▸ **WRITTEN PROBLEM**: Which lines below contain the word "green"? Pull out each of them in full, matching case exactly.

▸ **PROVIDED ENTRIES**:

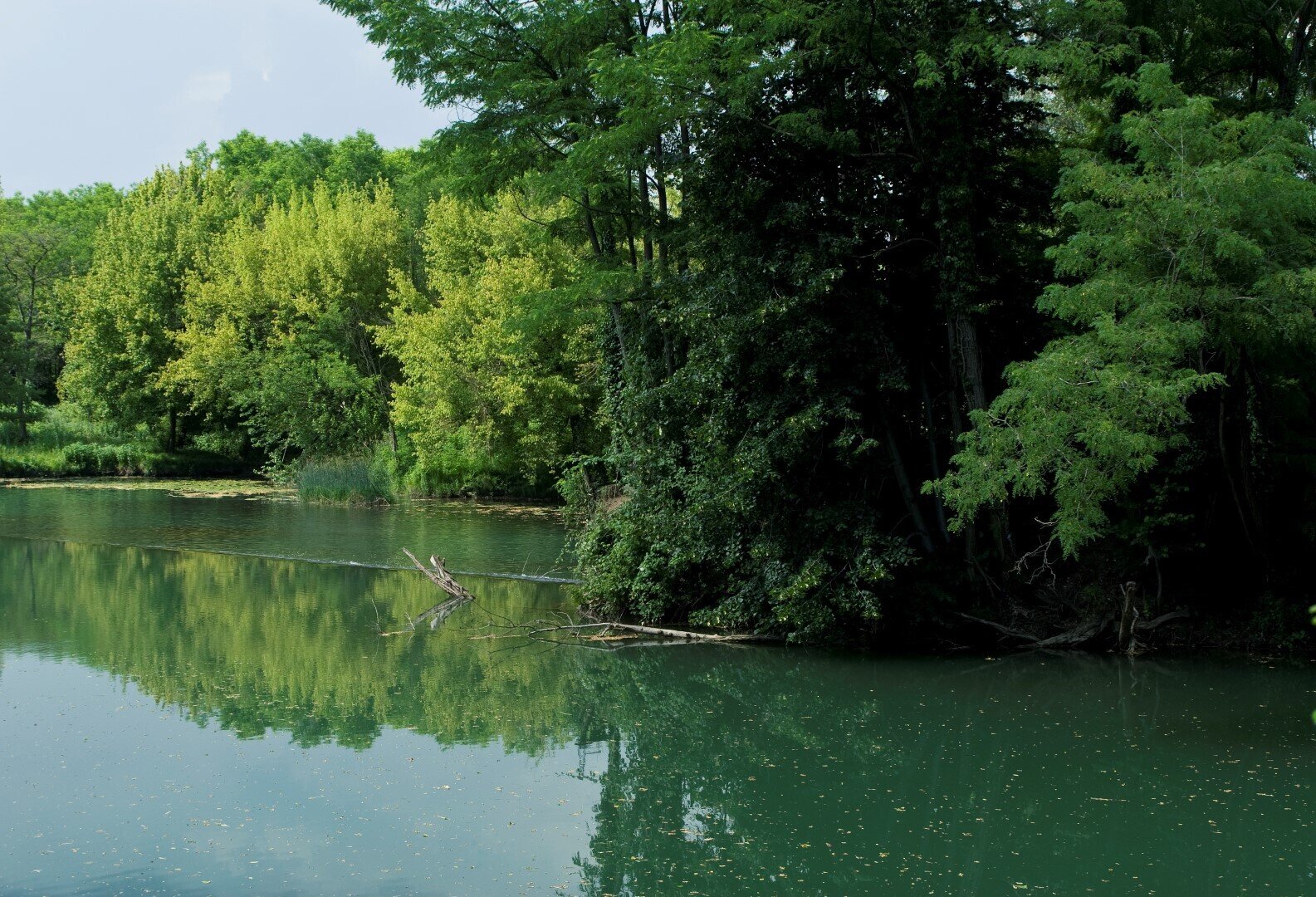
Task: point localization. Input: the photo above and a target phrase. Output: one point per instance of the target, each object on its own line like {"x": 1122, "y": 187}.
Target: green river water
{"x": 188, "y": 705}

---

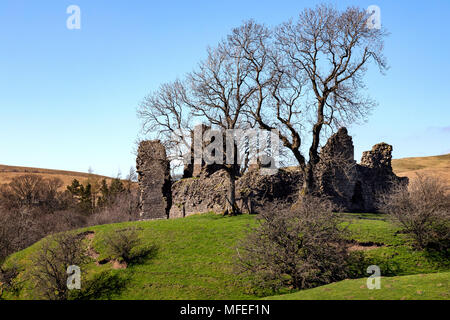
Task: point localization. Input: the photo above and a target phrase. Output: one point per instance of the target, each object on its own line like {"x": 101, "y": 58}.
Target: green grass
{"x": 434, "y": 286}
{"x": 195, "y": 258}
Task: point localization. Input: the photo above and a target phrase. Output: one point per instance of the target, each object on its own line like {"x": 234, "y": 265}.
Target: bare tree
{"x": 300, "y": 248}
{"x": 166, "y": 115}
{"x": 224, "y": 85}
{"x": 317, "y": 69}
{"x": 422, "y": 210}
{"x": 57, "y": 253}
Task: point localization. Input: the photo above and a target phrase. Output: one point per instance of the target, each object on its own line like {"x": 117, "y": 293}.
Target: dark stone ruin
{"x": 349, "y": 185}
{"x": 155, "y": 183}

▸ **EXERCISE SOLUTION**:
Target: green river water
Target: green grass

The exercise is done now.